Yes, they're both wrong that you cannot call any other functions than _exit() or an exec-family function. Historically vfork() is very dangerous because you can easily corrupt the stack or heap of the parent, so the restrictions on what the child can do are a bit heftier than merely not calling any non-async-signal-safe functions. But dup2() and such are very much safe. The reason the manpages don't say this is that they want you to use posix_spawn() instead whenever you might want to use vfork(), and the reason for that is that the OS developer can decidedly know what is safe and what isn't. But the unsafety concerns are overwrought, and plenty of software uses vfork() in much the same way that implementations of posix_spawn() do.

If you look at glibc, it supports using vfork() in its posix_spawn() implementation. Illumos' (erstwhile OpenSolaris) posix_spawn() use vforkx(), a version of vfork() that allows variant behavior as to how the child's death will be handled in the parent, but which is otherwise identical to vfork(). FreeBSD's posix_spawn() uses vfork() as well. Livast (part of ksh93) uses vfork().
☆ ☆ ☆
## ACTIONS TO TAKE
**a)** Copy out the passage on vfork() starting with "Yes, they're both" and going on through "of posix_spawn() do.".
**b)** Rewrite the listing starting with the line with "Crossing-audit request: pin the water" and going on through the end of the listing, putting "Crossing-survey request" in place of "Crossing-audit request" and keeping all else the same. Give back only those lines.
☆ ☆ ☆
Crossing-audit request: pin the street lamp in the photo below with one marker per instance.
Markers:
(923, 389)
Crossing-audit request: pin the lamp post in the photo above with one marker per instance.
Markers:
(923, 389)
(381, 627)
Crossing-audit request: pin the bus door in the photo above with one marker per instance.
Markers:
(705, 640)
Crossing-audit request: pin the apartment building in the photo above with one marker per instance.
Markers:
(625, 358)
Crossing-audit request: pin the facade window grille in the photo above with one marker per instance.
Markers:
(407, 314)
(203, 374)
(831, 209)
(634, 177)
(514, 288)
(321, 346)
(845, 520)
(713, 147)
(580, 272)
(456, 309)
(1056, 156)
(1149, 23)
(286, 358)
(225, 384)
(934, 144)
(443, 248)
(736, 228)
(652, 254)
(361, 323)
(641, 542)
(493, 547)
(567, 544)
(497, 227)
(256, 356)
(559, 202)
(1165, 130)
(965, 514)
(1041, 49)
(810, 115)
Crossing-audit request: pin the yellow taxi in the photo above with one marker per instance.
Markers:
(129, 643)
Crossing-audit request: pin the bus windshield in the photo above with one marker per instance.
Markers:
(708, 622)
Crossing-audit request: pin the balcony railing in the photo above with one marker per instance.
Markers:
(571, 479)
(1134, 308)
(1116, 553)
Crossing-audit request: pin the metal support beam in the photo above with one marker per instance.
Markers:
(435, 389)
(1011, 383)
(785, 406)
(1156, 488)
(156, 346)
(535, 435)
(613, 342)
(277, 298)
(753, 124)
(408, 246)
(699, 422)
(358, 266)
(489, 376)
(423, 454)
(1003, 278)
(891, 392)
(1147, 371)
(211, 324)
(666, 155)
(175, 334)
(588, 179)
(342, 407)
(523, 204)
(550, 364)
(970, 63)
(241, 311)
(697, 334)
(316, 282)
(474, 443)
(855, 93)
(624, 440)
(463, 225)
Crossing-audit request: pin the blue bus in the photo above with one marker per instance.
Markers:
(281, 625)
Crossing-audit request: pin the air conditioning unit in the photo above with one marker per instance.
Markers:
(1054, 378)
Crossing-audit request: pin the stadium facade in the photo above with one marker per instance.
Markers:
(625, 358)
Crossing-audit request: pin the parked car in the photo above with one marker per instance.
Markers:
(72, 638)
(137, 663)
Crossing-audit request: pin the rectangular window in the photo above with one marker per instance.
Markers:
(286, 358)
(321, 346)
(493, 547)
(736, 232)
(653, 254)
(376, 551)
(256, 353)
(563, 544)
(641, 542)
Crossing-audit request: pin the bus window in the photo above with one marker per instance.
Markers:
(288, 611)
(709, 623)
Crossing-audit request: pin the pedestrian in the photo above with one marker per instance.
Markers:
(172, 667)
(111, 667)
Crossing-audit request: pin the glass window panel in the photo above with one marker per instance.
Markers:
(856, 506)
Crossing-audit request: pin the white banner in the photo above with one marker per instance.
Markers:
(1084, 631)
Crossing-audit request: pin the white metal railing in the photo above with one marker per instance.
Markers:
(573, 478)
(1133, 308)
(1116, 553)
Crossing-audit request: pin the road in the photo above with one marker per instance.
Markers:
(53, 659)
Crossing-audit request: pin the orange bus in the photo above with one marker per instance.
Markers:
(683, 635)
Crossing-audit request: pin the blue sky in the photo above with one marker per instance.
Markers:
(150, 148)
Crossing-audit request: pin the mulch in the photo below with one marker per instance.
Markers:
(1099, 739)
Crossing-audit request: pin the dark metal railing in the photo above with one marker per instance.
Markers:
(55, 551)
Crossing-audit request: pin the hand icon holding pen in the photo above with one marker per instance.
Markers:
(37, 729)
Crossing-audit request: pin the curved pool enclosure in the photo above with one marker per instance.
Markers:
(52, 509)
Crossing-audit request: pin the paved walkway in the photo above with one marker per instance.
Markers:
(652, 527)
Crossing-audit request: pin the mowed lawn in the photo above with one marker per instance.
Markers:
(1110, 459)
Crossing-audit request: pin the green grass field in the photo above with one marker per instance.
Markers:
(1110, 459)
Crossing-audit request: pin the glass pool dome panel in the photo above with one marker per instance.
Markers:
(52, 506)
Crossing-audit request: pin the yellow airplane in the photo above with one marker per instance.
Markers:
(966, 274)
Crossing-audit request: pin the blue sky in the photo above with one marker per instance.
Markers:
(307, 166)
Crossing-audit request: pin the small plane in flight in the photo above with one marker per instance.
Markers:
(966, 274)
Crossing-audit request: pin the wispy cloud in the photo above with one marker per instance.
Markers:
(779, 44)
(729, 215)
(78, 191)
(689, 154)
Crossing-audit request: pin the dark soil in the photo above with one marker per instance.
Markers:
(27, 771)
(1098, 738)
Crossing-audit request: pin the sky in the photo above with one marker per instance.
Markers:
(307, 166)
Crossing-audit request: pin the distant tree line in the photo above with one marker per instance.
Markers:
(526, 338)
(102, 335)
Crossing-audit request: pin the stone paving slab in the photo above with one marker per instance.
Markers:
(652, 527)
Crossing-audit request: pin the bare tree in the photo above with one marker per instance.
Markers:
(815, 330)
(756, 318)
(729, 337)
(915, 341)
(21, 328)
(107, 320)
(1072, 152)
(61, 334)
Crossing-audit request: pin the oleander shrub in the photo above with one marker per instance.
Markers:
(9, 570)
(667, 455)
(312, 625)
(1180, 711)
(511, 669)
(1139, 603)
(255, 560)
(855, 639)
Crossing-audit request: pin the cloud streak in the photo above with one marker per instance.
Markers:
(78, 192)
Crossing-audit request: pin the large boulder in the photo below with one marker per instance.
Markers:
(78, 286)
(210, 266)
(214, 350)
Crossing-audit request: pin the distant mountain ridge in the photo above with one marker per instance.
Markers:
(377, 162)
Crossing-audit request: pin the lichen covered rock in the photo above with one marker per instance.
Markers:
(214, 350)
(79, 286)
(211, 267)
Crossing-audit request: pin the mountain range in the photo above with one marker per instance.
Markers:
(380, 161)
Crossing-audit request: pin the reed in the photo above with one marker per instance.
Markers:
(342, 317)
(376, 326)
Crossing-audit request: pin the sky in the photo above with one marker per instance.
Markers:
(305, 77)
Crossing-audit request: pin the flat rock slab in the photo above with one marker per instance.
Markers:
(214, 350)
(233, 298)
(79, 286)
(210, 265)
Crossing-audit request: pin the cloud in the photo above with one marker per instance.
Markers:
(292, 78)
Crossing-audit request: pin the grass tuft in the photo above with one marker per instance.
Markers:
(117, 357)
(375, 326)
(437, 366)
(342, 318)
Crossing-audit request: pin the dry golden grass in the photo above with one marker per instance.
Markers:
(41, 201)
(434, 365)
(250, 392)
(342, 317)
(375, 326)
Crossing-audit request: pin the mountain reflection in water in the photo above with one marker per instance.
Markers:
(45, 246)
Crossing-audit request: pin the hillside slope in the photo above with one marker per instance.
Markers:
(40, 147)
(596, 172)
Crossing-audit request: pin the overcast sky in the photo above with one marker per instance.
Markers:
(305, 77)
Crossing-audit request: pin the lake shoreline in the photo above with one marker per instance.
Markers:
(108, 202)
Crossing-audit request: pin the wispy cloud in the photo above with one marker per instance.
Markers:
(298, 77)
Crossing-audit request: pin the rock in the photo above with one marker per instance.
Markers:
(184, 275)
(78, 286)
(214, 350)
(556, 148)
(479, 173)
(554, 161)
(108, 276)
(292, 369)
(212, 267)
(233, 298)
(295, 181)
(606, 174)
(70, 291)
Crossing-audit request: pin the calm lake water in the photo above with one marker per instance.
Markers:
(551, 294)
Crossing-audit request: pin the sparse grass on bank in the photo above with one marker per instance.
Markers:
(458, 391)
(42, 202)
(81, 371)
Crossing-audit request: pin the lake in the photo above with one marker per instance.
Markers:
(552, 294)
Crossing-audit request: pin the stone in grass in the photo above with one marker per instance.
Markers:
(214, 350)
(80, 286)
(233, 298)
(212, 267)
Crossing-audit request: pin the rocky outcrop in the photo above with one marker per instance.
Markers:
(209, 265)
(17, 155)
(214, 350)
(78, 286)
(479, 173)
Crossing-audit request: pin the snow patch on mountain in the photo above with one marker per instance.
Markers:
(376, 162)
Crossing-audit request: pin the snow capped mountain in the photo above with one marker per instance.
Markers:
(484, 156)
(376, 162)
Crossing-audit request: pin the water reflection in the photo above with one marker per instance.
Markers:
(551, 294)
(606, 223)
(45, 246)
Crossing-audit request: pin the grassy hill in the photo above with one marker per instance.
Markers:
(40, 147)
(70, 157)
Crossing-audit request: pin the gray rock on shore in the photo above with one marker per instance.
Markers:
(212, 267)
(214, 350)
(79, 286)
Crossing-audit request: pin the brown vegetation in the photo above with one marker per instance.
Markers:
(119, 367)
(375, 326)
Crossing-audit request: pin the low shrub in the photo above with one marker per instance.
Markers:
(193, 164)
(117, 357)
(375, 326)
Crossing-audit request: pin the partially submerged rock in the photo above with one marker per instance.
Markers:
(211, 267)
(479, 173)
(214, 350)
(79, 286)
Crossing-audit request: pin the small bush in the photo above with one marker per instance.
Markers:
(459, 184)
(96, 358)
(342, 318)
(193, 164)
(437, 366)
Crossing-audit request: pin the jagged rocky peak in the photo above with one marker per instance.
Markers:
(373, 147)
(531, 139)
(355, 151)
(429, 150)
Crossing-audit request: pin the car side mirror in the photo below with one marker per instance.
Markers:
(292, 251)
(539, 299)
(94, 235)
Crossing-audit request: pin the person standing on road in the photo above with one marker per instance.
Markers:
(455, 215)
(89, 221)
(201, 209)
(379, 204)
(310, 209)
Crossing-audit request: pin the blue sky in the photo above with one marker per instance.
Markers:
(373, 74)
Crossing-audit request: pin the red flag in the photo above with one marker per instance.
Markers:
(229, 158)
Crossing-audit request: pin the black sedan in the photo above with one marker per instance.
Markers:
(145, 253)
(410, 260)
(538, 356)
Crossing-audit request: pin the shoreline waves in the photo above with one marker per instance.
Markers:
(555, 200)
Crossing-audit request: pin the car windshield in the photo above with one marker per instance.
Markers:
☆ ☆ ☆
## RESPONSES PER TASK
**a)**
Yes, they're both wrong that you cannot call any other functions than _exit() or an exec-family function. Historically vfork() is very dangerous because you can easily corrupt the stack or heap of the parent, so the restrictions on what the child can do are a bit heftier than merely not calling any non-async-signal-safe functions. But dup2() and such are very much safe. The reason the manpages don't say this is that they want you to use posix_spawn() instead whenever you might want to use vfork(), and the reason for that is that the OS developer can decidedly know what is safe and what isn't. But the unsafety concerns are overwrought, and plenty of software uses vfork() in much the same way that implementations of posix_spawn() do.

**b)**
Crossing-survey request: pin the water reflection in the photo above with one marker per instance.
Markers:
(551, 294)
(606, 223)
(45, 246)
Crossing-survey request: pin the grassy hill in the photo above with one marker per instance.
Markers:
(40, 147)
(70, 157)
Crossing-survey request: pin the gray rock on shore in the photo above with one marker per instance.
Markers:
(212, 267)
(214, 350)
(79, 286)
Crossing-survey request: pin the brown vegetation in the photo above with one marker per instance.
Markers:
(119, 367)
(375, 326)
Crossing-survey request: pin the low shrub in the photo above with one marker per instance.
Markers:
(193, 164)
(117, 357)
(375, 326)
Crossing-survey request: pin the partially submerged rock in the photo above with one marker per instance.
Markers:
(211, 267)
(479, 173)
(214, 350)
(79, 286)
Crossing-survey request: pin the small bush in the photo above with one marker per instance.
Markers:
(459, 184)
(96, 358)
(342, 318)
(193, 164)
(437, 366)
Crossing-survey request: pin the jagged rocky peak in the photo above with one marker per instance.
Markers:
(373, 147)
(531, 139)
(355, 151)
(429, 150)
Crossing-survey request: pin the car side mirror in the photo below with one marker per instance.
Markers:
(292, 251)
(539, 299)
(94, 235)
Crossing-survey request: pin the person standing on road in the photo above with one marker per instance.
Markers:
(455, 215)
(89, 221)
(201, 209)
(379, 204)
(310, 209)
Crossing-survey request: pin the blue sky in the photo above with one marker per instance.
Markers:
(373, 74)
Crossing-survey request: pin the red flag in the photo above with one marker per instance.
Markers:
(229, 158)
Crossing-survey request: pin the black sedan in the photo above with one marker per instance.
Markers:
(145, 253)
(410, 260)
(538, 356)
Crossing-survey request: pin the shoreline waves in the photo above with one marker per instance.
Markers:
(555, 200)
Crossing-survey request: pin the car windshield in the photo above with one marker per instance.
Markers:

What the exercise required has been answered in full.